> Exercise passage
__________

Senate Panel OKs Bill on HMO Liability
SACRAMENTO — A state Senate committee approved a bill Tuesday that would hold health maintenance organizations liable for interfering in the quality of care provided to 14 million Californians.
The action dealt a substantial setback to the managed care industry, insurance companies and employer organizations, which had teamed up with former Gov. Pete Wilson to successfully beat down previous efforts to expand patients’ ability to sue.
It also heartened supporters of the bill, who voiced hope that it would find a favorable reception from Gov. Gray Davis. During his election campaign, Davis said he favored expanding patients’ rights to sue their HMOs when they are harmed.
Last year, a similar bill died in the Assembly in a battle that pitted health care plans and the insurance industry against trial lawyers, nurses and consumer advocates.
On Tuesday, state Sen. Liz Figueroa (D-Fremont) conceded that Davis has not committed himself to supporting her bill, but told reporters, “We’ve been getting some very positive signals from the Davis administration and from the governor himself.”

__________

> Data excerpt
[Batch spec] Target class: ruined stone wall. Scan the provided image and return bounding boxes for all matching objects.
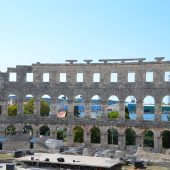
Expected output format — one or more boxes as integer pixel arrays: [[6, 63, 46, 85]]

__________

> Work order 1
In the HMO liability article, why did supporters of the bill hope that Gov. Gray Davis would receive it favorably?
> Work order 2
Write the next part of the HMO liability article, picking up after its last sentence.

> Expected output 1
During his election campaign, Davis said he favored expanding patients' rights to sue their HMOs when they are harmed.

> Expected output 2
Under current law, Californians enrolled in employer-paid health care plans can sue HMOs and insurers for the cost of a service, but not for punitive damages that may result from care being delayed or denied.
Backers of the Figueroa bill, SB 21, charged that the managed care industry is the only enterprise in California that is immune from liability for actions that may damage the 14 million or so citizens whose health coverage is provided by private employers.
The right to sue for punitive damages in California, however, is provided by federal law to an estimated 9 million government employees, Medicare recipients and individuals who purchase their own health insurance. Proponents of the Figueroa bill say simple fairness demands that everyone be treated the same.
Supporters contended that if HMOs were held legally accountable for quality-of-care decisions, they would pay greater attention to patient welfare and focus less on cost-cutting.
“The point is to ask HMOs to behave responsibly” and if they do not comply, “we have a big stick in the closet,” said Jamie Court of the Santa Monica-based Consumers for Quality Care.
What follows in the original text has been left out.